● **Assignment**
From the line with "Labeling batch C. For the image above, tag the child's" down to the final line of the material below, quote every line exactly and leave out all lines before it.

● **Provided records**
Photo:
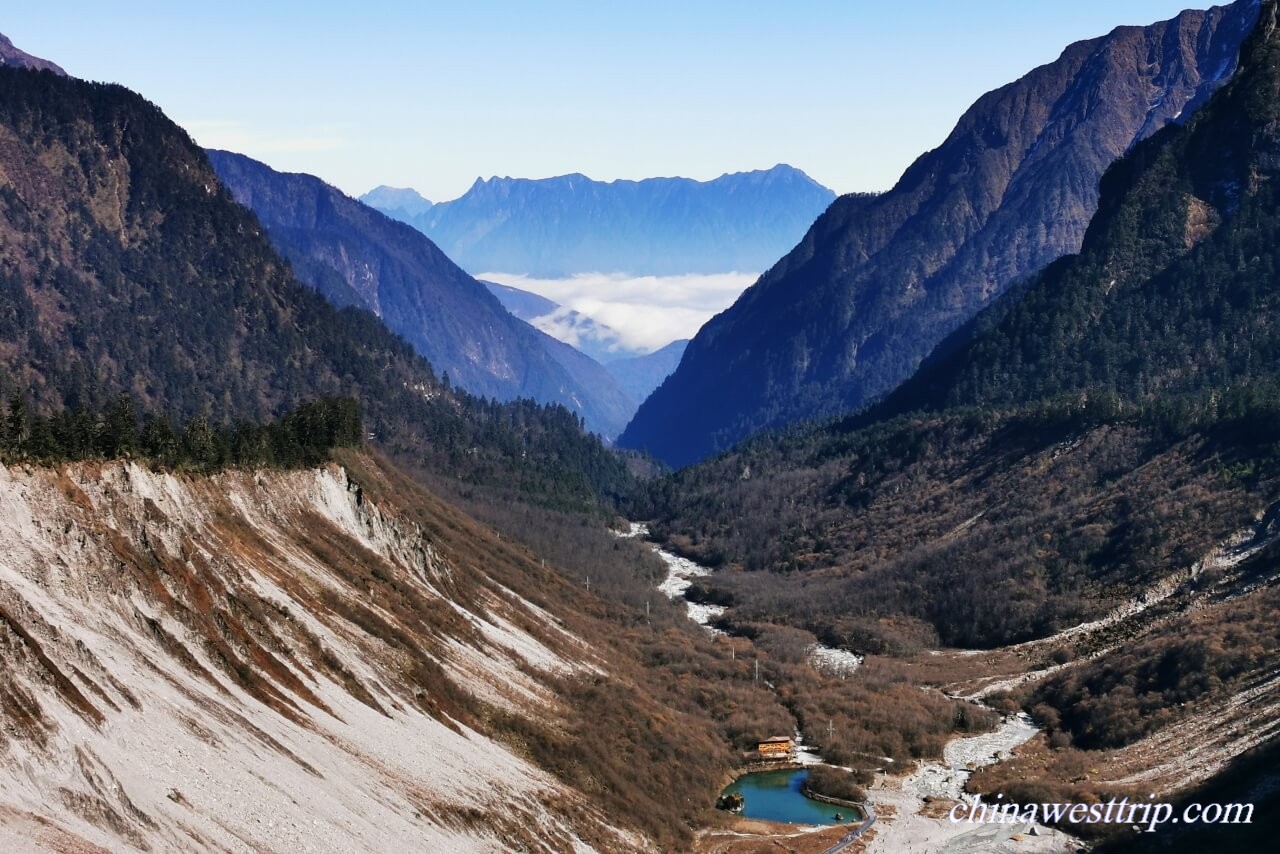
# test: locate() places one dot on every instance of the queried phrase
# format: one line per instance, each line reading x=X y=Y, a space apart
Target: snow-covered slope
x=269 y=661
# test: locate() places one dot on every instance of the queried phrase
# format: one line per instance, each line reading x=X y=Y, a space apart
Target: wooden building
x=780 y=747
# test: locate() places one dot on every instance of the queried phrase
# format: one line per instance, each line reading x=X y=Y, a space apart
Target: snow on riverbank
x=680 y=576
x=905 y=829
x=833 y=662
x=964 y=756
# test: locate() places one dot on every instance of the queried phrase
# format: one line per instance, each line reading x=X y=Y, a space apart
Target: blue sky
x=433 y=95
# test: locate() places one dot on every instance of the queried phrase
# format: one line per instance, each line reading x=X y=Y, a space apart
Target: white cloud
x=234 y=136
x=647 y=311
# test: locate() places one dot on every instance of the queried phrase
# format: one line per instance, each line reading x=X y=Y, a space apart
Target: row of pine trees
x=304 y=437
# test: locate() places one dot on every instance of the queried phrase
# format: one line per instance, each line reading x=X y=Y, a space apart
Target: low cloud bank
x=647 y=311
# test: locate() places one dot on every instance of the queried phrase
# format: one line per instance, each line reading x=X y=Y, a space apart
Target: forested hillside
x=880 y=281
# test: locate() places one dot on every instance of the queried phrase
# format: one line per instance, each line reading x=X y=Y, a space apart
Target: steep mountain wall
x=263 y=661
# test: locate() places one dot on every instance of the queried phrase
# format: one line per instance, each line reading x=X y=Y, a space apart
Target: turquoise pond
x=775 y=795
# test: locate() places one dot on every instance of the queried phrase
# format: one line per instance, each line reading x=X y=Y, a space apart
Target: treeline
x=304 y=437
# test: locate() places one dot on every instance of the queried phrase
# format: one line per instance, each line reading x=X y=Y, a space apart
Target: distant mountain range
x=16 y=58
x=556 y=227
x=880 y=281
x=357 y=256
x=636 y=371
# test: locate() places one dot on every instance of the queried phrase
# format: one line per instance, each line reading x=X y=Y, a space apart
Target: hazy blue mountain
x=16 y=58
x=403 y=201
x=355 y=255
x=880 y=281
x=568 y=224
x=589 y=336
x=640 y=375
x=636 y=371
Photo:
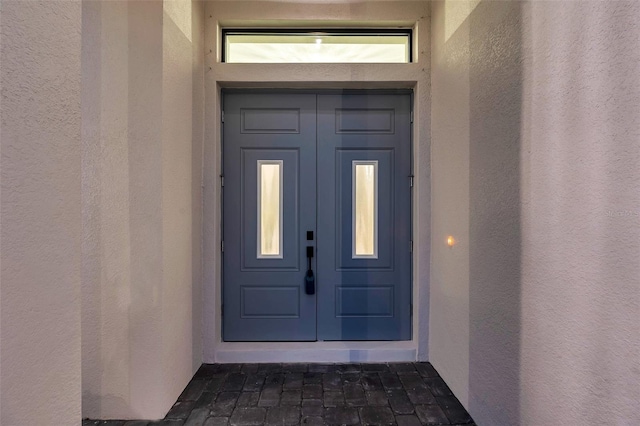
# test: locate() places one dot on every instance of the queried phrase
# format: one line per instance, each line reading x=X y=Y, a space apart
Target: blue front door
x=317 y=223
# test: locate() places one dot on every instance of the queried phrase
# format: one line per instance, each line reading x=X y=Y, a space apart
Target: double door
x=317 y=222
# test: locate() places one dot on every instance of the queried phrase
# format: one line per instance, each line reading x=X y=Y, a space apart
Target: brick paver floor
x=403 y=394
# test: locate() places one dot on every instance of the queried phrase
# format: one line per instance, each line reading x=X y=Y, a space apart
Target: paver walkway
x=312 y=394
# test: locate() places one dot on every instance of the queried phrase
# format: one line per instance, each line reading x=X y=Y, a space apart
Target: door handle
x=309 y=278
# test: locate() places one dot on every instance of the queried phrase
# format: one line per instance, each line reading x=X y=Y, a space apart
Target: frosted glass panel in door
x=365 y=206
x=269 y=208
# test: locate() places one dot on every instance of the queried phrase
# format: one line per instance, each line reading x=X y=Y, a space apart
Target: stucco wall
x=539 y=101
x=318 y=76
x=139 y=262
x=40 y=213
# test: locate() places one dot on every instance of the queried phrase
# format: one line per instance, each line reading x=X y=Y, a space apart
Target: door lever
x=309 y=279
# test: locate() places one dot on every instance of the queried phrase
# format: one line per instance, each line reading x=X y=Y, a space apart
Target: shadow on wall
x=496 y=81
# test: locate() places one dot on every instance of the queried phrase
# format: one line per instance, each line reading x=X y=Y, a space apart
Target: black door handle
x=309 y=279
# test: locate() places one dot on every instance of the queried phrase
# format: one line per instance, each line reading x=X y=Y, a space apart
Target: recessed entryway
x=317 y=216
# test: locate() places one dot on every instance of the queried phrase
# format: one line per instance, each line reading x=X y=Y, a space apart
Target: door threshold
x=324 y=352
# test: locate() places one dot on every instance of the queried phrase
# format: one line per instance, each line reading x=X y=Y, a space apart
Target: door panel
x=335 y=164
x=364 y=297
x=269 y=155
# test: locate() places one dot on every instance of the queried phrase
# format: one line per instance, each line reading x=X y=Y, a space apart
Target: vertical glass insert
x=270 y=209
x=365 y=209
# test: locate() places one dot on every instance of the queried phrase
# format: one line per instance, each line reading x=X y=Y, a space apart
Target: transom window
x=316 y=46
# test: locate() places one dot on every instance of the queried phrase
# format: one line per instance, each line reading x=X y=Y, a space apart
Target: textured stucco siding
x=539 y=101
x=140 y=341
x=40 y=212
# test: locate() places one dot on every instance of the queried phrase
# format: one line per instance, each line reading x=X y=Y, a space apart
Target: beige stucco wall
x=317 y=76
x=40 y=213
x=141 y=192
x=536 y=159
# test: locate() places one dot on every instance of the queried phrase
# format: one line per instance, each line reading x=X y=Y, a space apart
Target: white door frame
x=312 y=76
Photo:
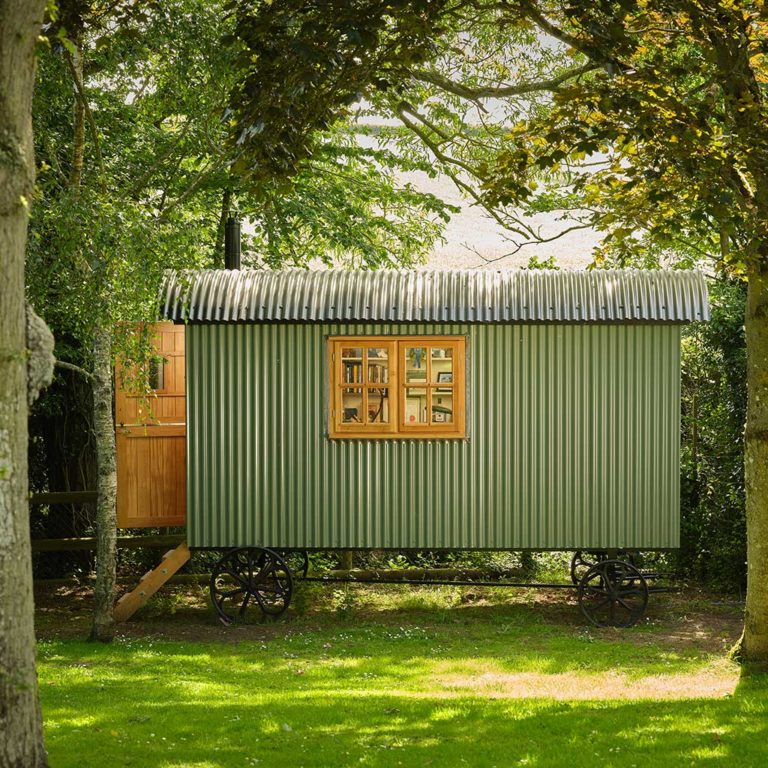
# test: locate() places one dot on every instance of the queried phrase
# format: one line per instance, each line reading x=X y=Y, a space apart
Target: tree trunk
x=21 y=745
x=754 y=643
x=103 y=627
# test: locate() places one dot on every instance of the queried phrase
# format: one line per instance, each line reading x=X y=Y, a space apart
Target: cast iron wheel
x=583 y=560
x=613 y=593
x=250 y=576
x=297 y=560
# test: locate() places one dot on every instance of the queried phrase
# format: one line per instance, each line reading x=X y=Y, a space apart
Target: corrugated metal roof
x=294 y=295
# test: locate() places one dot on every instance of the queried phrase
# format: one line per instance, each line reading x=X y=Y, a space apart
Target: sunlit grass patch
x=494 y=684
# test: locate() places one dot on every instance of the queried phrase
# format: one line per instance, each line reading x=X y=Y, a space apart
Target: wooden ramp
x=150 y=582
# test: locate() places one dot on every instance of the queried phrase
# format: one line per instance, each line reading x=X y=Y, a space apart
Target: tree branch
x=89 y=119
x=501 y=91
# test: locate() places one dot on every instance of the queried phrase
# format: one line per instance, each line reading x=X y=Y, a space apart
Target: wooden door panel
x=151 y=442
x=151 y=476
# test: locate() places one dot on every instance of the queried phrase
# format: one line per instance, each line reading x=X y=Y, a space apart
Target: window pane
x=352 y=365
x=442 y=407
x=378 y=406
x=415 y=406
x=351 y=406
x=157 y=373
x=415 y=364
x=378 y=366
x=442 y=365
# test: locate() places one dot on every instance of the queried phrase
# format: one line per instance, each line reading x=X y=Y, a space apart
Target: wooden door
x=151 y=437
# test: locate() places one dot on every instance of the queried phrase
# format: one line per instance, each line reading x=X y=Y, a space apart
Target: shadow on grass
x=176 y=722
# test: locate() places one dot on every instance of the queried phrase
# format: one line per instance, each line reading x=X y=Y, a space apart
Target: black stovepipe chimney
x=232 y=243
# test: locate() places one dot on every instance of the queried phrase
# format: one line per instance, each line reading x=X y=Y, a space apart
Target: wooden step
x=150 y=582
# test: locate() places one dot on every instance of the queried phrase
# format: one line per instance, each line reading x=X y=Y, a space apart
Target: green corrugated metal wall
x=573 y=442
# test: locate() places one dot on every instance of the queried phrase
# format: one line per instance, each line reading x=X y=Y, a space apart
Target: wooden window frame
x=397 y=427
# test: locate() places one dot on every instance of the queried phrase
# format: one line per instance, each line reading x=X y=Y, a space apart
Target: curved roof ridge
x=439 y=296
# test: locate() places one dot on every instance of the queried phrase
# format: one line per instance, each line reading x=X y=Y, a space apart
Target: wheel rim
x=250 y=577
x=613 y=593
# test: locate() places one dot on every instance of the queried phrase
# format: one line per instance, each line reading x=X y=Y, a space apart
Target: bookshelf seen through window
x=397 y=386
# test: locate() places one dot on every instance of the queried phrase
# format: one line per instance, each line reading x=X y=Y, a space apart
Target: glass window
x=388 y=386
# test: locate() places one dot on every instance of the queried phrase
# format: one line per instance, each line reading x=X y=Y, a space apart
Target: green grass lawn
x=401 y=679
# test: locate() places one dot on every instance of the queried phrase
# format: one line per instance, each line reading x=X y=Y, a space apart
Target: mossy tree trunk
x=103 y=627
x=21 y=736
x=754 y=643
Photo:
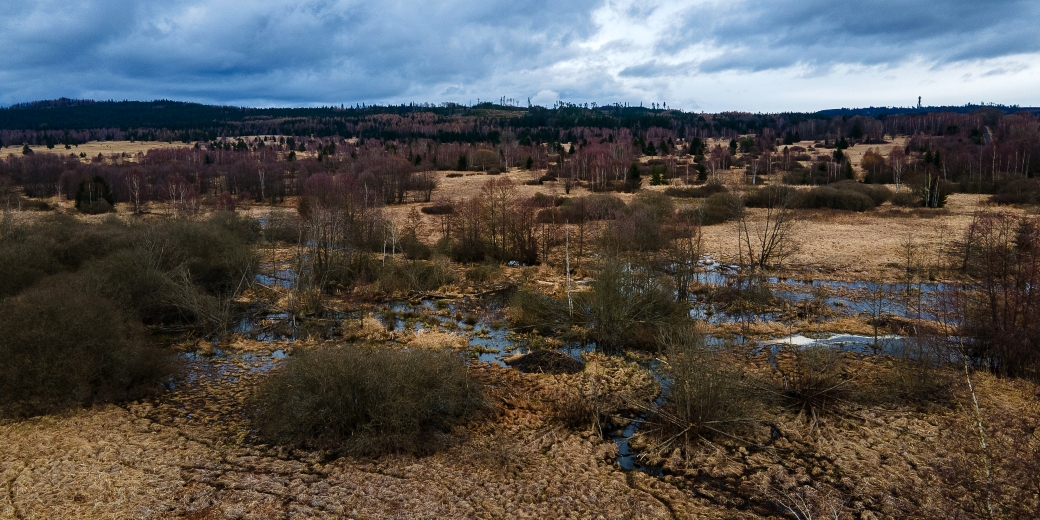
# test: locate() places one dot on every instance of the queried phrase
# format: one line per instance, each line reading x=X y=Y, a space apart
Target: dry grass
x=843 y=244
x=105 y=148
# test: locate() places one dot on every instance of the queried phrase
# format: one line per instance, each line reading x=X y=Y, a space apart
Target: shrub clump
x=357 y=400
x=66 y=348
x=827 y=197
x=696 y=192
x=708 y=395
x=440 y=208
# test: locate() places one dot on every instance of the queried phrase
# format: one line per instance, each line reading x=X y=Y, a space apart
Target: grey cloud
x=270 y=52
x=656 y=69
x=756 y=35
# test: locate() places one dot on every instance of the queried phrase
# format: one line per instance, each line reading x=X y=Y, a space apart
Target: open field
x=648 y=375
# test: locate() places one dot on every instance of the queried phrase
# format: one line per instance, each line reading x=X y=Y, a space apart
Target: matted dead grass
x=846 y=244
x=179 y=458
x=92 y=149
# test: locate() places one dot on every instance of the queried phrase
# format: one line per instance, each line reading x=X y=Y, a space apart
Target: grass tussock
x=358 y=400
x=63 y=348
x=813 y=379
x=709 y=395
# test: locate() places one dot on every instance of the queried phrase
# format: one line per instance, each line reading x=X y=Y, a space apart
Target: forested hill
x=71 y=122
x=880 y=111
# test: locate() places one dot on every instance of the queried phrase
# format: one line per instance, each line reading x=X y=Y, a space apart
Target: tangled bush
x=626 y=307
x=357 y=400
x=708 y=395
x=696 y=192
x=827 y=197
x=66 y=348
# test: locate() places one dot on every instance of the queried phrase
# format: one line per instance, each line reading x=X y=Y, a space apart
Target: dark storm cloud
x=756 y=35
x=300 y=52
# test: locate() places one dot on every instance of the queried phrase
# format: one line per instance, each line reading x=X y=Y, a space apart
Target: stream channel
x=482 y=320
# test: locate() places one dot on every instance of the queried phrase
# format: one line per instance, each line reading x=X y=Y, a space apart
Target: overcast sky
x=754 y=55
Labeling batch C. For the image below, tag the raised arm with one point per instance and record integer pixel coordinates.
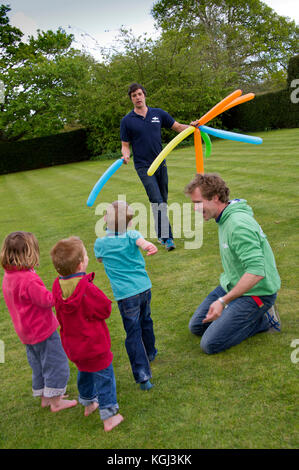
(177, 127)
(147, 246)
(125, 150)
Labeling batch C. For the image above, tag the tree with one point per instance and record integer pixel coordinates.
(247, 36)
(42, 80)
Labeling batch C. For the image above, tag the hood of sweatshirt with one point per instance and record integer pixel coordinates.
(239, 206)
(71, 304)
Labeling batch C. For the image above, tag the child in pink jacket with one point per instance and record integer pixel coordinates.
(30, 306)
(82, 309)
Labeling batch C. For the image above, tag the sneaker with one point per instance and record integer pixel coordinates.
(146, 385)
(152, 358)
(273, 319)
(169, 244)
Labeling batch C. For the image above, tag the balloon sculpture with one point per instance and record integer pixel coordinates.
(202, 132)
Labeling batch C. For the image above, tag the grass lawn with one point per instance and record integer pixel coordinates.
(242, 398)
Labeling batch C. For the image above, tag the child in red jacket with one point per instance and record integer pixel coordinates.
(81, 310)
(30, 306)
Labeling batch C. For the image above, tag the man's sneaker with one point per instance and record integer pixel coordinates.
(146, 385)
(169, 244)
(273, 319)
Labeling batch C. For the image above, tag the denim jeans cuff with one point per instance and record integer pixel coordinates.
(87, 401)
(37, 393)
(109, 411)
(53, 392)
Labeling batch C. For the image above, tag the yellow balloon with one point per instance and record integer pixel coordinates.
(173, 143)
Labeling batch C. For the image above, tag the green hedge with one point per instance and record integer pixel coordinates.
(42, 152)
(266, 111)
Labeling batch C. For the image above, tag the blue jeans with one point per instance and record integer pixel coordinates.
(140, 340)
(240, 320)
(50, 367)
(99, 387)
(156, 187)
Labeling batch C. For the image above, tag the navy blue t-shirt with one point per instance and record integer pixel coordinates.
(144, 134)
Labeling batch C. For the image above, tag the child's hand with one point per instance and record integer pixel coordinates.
(151, 249)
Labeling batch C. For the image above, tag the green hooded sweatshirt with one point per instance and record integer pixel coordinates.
(244, 248)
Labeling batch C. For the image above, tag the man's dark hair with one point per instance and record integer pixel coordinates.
(136, 86)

● **Response to the exercise**
Labeling batch C. For the image above, tag the child's hand with one point per instance and record integer pixel coordinates.
(151, 249)
Labeling batch C. For the image above, tag the green hooded sweatshirt with one point per instance and record integer pixel coordinates.
(244, 248)
Labeling batch C. For the image above, tag the man's dark hair with one point per instance and record integer pixel coordinates.
(136, 86)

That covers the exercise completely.